** Supplied information follows **

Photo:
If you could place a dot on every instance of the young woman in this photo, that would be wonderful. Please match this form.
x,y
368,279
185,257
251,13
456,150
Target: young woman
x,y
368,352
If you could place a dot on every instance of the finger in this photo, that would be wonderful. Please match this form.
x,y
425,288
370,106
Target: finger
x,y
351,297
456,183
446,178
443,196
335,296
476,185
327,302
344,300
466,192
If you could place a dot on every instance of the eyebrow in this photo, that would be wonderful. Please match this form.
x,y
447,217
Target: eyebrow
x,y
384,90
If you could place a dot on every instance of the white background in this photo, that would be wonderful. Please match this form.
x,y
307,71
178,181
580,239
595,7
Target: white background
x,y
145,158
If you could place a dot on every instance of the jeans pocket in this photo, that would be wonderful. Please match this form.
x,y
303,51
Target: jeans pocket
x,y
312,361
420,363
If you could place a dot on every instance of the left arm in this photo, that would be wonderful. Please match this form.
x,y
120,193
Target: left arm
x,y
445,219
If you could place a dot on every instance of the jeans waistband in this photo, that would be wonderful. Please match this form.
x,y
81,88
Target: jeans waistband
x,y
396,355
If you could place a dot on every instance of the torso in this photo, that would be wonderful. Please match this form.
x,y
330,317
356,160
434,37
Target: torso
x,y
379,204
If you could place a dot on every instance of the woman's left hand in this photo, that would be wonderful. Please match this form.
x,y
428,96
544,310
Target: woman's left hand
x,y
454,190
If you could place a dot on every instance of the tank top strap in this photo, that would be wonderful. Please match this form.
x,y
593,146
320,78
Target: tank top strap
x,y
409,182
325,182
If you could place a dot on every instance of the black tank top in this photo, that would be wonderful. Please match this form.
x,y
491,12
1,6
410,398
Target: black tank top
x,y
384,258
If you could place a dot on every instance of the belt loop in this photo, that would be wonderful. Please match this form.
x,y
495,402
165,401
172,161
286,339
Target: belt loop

** End of Supplied information **

All of the data, from the first line to the last, should be written out exactly.

Photo:
If you could place a dot on every instance of the young woman in this photo, that would be wonderful. Please match this form.
x,y
368,279
185,257
251,13
456,150
Target: young woman
x,y
368,352
If you could place a dot on every instance of the finger in this photo, that would be wonderful. Please match this form.
x,y
425,288
370,106
Target: finger
x,y
351,297
456,183
446,178
443,196
335,296
476,185
327,302
344,300
466,192
If you could place a dot on every instance of the eyebrow in this photo, that would be wonderful. Please match this form.
x,y
447,217
Target: eyebrow
x,y
384,90
If you could place a dot on every instance of the white background in this photo, that would be wonderful. Please match this form.
x,y
307,71
178,181
580,239
595,7
Target: white background
x,y
145,158
If you could place a dot on every instance of the jeans pocket in this photo, that would be wonderful. Please match this form.
x,y
303,51
Target: jeans pocket
x,y
312,361
420,363
If you could place a dot on every instance of the left arm in this photo, that would be wonderful. Please match this form.
x,y
120,193
Target: left arm
x,y
445,219
If you could place a dot on every instance of the jeans waistband in this photo, that would be wonderful. Please match this form.
x,y
81,88
Target: jeans waistband
x,y
396,355
If you could place a dot on every instance of the torso in this photo, that would be wonderful. Please match this form.
x,y
330,317
356,160
434,37
Target: torso
x,y
379,204
If you could place a dot on every instance of the woman's left hand in this photo, that would be wonderful. Please match this form.
x,y
428,96
544,310
Target: woman's left hand
x,y
454,190
If you could place a dot on every instance of the tank top strap in this photo, that would be wonderful. Please match this form.
x,y
593,146
320,78
Target: tank top strap
x,y
409,182
325,182
If you could place a dot on every instance of the black tank top in this photo, that would be wonderful. Please match this form.
x,y
491,12
1,6
410,398
Target: black tank top
x,y
384,258
If you could place a dot on every instance of the belt loop in this photo, that would be wonderful. Please match this form.
x,y
495,402
165,401
172,161
286,339
Target: belt loop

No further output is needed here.